Provided text.
--- start ---
# LA TRAVIATA revisited (Studer, Kraus, Chernov)



## ALT (Mar 1, 2021)

Greetings again. This series of tracks were taped IN-HOUSE at the Metropolitan Opera and while in subpar sound (although vastly improved from the previous), the great artistry of the performers unquestionably shines through.

Alfredo Kraus as Alfredo Germont needs no introduction as he was Callas' partner in the famous Lisbon Traviata dating back to 1958. Fast forward 33 years to 1991 when this performance was taped and the man has lost little of his patent elegance and lyricism.

In Act I, Cheryl Studer showcases the required coloratura flexibility for a soaring _Sempre libera_. But hers is not a tweety bird coloratura but, rather, that of a spinto-dramatic, adding another layer of excitement to her singing, even if she eschews the final (unwritten) Eb. The three uploads of this act start with the Brindisi.
















In Act II, Vladimir Chernov displays his sonorous and beautiful baritone to great effect, making him an ideal father figure. He and Studer create compelling drama in _Dite alla giovine_, with Studer generating all the pathos required of the moment, as Violeta's character evolves.






In Act III, we hear Studer in a gorgeous and moving _Teneste la promessa ... Addio, del passato_, clearly conveying the fragility and instability that Violetta is experiencing.






One more upload follows.


----------



## ALT (Mar 1, 2021)

The final Act III upload






Your thoughts?


----------



## ALT (Mar 1, 2021)

Well? Has anyone taken the time to listen and, if so, care to contribute to the conversation?


----------



## SixFootScowl (Oct 17, 2011)

ALT said:


> Well? Has anyone taken the time to listen and, if so, care to contribute to the conversation?


I am afraid I am not much qualified to make commentary on singers' skills as I do not understand much about music and the nuances of finer operatic voices. I do like Studer and appreciate your working on this. I would love a Studer Traviata apart from the commercial release with Pavarotti (for some reason Pavarotti does not do much for me). My only criterion are decent sound quality and that I generally like the quality of the voices/singing (whether they sing all the right notes I would not be able to discern), and some of the samples you put up (here or in a different thread I think, were pretty good). I hope some of our opera connoisseurs will provide some comprehensive commentary on this.
--- end ---
Data shown.
--- start ---
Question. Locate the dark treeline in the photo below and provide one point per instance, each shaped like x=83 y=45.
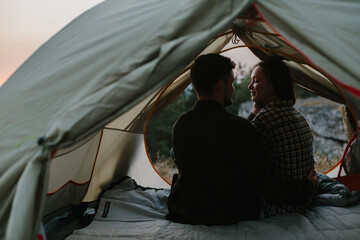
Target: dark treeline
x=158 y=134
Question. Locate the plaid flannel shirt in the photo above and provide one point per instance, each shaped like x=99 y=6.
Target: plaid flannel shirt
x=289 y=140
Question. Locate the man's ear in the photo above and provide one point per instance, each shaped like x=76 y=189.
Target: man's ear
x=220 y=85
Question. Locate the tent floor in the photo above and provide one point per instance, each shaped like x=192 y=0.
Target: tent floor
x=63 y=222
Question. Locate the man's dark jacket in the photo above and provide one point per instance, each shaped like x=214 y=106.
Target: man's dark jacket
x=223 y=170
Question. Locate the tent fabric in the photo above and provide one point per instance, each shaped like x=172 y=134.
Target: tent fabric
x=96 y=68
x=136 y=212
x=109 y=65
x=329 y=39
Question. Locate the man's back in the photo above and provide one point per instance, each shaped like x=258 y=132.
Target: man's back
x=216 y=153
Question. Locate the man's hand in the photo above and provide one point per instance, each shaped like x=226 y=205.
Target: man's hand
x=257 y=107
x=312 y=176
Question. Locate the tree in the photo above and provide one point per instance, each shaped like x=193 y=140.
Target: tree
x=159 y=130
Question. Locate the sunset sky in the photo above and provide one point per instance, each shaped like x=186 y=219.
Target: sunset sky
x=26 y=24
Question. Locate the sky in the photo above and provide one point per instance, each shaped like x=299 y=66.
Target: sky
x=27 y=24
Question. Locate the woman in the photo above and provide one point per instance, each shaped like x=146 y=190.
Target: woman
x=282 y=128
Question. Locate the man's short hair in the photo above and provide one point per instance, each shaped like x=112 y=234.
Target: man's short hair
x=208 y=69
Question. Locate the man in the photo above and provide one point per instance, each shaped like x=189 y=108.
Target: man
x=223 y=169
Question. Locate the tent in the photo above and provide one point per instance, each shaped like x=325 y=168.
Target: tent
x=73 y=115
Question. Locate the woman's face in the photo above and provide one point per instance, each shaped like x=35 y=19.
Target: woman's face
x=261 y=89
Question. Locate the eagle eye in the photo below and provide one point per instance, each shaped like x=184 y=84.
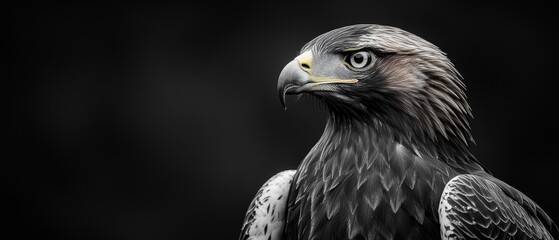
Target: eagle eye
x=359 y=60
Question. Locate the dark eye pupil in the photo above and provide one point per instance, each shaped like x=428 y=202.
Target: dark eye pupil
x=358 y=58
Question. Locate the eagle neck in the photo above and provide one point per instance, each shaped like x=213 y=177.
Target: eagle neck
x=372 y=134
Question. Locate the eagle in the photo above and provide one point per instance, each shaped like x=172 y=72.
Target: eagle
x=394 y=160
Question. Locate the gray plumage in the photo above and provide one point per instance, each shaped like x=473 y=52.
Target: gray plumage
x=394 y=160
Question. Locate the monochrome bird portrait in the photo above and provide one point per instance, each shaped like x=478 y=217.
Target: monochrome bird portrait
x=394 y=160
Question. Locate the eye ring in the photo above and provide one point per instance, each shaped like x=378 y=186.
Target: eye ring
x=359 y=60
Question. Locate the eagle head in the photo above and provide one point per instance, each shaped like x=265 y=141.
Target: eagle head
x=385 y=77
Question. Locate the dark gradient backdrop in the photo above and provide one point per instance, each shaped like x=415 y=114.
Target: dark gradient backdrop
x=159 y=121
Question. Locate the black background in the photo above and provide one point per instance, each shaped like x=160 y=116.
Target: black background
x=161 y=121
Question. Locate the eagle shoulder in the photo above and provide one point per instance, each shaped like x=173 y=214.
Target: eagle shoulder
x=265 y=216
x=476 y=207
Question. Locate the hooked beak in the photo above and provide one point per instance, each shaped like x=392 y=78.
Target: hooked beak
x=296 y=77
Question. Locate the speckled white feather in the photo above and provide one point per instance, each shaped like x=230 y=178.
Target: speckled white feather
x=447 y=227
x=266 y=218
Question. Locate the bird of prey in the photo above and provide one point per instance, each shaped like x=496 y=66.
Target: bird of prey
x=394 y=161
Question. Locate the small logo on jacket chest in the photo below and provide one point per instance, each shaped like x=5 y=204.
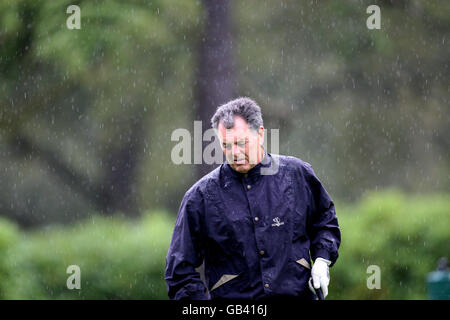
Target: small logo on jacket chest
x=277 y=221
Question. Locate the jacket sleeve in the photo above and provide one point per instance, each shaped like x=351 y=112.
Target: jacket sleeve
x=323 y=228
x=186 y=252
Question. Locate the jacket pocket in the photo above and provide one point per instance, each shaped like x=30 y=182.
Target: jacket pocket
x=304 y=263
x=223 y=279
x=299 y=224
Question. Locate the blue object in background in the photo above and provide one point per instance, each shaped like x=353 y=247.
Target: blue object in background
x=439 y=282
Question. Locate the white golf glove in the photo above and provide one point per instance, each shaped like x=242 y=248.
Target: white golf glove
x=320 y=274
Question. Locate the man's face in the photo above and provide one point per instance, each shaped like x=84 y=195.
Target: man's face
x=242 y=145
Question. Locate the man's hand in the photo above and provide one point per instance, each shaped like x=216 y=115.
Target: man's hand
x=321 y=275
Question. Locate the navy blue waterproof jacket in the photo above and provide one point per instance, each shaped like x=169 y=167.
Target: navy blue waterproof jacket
--- end ---
--- start ---
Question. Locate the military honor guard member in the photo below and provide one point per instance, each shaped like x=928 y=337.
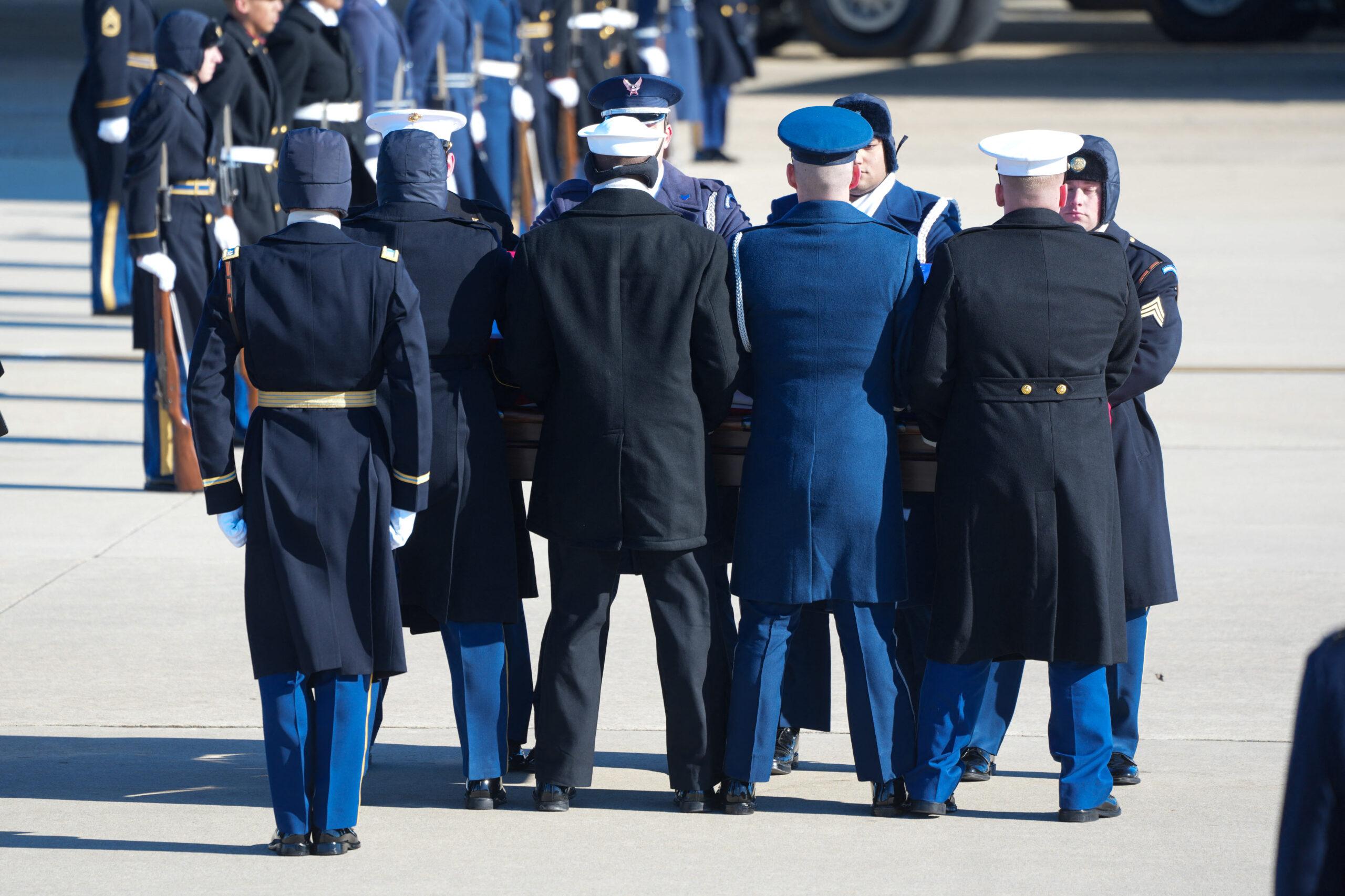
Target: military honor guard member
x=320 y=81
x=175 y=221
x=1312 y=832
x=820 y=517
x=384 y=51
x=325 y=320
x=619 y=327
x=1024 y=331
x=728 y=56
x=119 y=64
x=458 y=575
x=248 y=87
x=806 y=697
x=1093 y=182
--- end ---
Goal A. Please convert the entries into a Markdown table with the columns Row and Entry line, starting at the line that contains "Question. Locate the jacket pocket" and ending at the line that contains "Target: navy blue waterproof jacket". Number each line in the Row column and leave out any blank lines.
Goal B. Carry on the forum thread about the 1991 La Traviata performance from the point where it stops.

Response A.
| Row | Entry line |
|---|---|
| 1 | Question. Locate the jacket pocket in the photo above and provide one point per instance, each shaped like x=30 y=182. |
| 2 | Target: jacket pocket |
| 3 | x=304 y=263 |
| 4 | x=223 y=279 |
| 5 | x=299 y=224 |
| 6 | Question. Locate the blue object in background in the photo above and provide one point per instance, each shaped like x=353 y=247. |
| 7 | Target: blue object in background |
| 8 | x=439 y=282 |
| 9 | Question. Locate the white golf glove in the photo above and provide one point per instance, each shaped like x=242 y=248. |
| 10 | Target: white golf glove |
| 11 | x=320 y=274 |
| 12 | Question. Locate the man's face in the photo above and provide one point per instance, each shaped like x=84 y=195. |
| 13 | Target: man's face |
| 14 | x=242 y=145 |
| 15 | Question. Locate the man's hand in the photo above and provide one point per instance, each shaped like x=216 y=115. |
| 16 | Target: man's hand |
| 17 | x=321 y=275 |
| 18 | Question. Locate the navy blue waterproof jacket in the photo above and provide one point per instance, each shaped like x=169 y=167. |
| 19 | Target: navy blue waterproof jacket |

Response B.
----------



## Woodduck (Mar 17, 2014)

Studer and Kraus were excellent singers and fine artists and they show their stuff here. It was a good night at the Met. Too bad the sound isn't better; Studer's voice sounds shallow and metallic. I wouldn't agree that she was a spinto-dramatic - a strong lyric would be more like it - but Violetta doesn't require that. Her characterization was probably quite effective in the theater, but purely as a listener I think she works a little too hard at times, externalizing Violetta's emotions and physical debility in a way that strikes me as slightly melodramatic. Kraus sounds like a well-preserved senior citizen, which he was; I never much liked his rather dry timbre to begin with, but that's my issue.


----------



## ALT (Mar 1, 2021)

Woodduck said:


> Studer and Kraus were excellent singers and fine artists and they show their stuff here. It was a good night at the Met. Too bad the sound isn't better; Studer's voice sounds shallow and metallic. I wouldn't agree that she was a spinto-dramatic - a strong lyric would be more like it - but Violetta doesn't require that. Her characterization was probably quite effective in the theater, but purely as a listener I think she works a little too hard at times, externalizing Violetta's emotions and physical debility in a way that strikes me as a slightly melodramatic. Kraus sounds like a well-preserved senior citizen, which he was; I never much liked his rather dry timbre to begin with, but that's my issue.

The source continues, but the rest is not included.